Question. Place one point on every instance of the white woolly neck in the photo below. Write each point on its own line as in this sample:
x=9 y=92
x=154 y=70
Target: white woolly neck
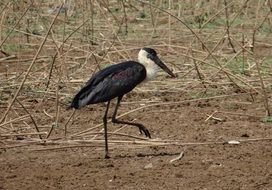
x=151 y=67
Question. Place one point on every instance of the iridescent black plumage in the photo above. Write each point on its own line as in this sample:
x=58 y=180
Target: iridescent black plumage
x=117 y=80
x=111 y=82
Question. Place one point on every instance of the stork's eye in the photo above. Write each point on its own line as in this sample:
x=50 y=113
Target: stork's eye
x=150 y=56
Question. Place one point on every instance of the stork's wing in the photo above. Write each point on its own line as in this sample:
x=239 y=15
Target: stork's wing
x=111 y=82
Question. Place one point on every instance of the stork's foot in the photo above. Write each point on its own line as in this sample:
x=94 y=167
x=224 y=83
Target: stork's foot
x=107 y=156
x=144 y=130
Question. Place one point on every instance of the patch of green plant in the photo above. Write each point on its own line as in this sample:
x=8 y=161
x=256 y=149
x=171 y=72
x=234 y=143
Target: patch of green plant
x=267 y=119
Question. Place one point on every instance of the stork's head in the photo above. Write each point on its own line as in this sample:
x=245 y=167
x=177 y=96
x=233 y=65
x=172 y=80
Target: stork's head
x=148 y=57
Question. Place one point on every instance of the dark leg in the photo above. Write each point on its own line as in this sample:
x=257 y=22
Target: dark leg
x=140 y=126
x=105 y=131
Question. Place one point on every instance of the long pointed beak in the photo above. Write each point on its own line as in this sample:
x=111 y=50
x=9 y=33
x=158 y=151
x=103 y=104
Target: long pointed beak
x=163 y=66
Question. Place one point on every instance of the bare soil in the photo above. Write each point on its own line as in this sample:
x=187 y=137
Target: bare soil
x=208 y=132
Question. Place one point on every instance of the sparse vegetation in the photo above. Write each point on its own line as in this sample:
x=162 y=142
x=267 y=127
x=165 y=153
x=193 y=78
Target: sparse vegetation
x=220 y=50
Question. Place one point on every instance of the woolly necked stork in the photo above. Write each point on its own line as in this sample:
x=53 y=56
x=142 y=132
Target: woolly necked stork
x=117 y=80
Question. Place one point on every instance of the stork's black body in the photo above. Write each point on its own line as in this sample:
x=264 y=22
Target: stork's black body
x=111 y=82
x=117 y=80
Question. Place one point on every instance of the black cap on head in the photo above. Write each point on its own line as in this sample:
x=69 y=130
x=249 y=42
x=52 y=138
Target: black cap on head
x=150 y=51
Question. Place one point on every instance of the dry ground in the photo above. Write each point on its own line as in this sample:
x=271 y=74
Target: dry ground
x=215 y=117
-----
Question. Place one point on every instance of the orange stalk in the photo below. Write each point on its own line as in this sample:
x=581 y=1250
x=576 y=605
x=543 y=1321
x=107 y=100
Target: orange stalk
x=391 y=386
-----
Rescale the stretch of data from the line containing "Question. Place one point on every instance of the iridescent" through the line containing "x=144 y=130", both lines included. Rewrite every line of it, requests too, multiplying only the answer coordinates by 2.4 and rounding to whole numbers with halves going up; leave the numbers in the requests and their format samples unchanged.

Question. Place one point on every instance of the iridescent black plumage in the photo above. Write each point on its own line as in this sample:
x=58 y=180
Target: iridescent black plumage
x=281 y=192
x=266 y=197
Question. Place one point on every instance of the stork's eye in the photo above. Write each point on its own line as in this sample:
x=50 y=113
Target: stork's eye
x=360 y=134
Question. Place one point on every instance of the stork's wing in the photo above. Write each point on its own line as in this sample:
x=239 y=15
Target: stork's wing
x=266 y=197
Question. Place one point on every instance of the stork's foot in the photo above. Write each point on its own line as in this sample:
x=94 y=167
x=224 y=83
Target: stork's foot
x=257 y=374
x=346 y=312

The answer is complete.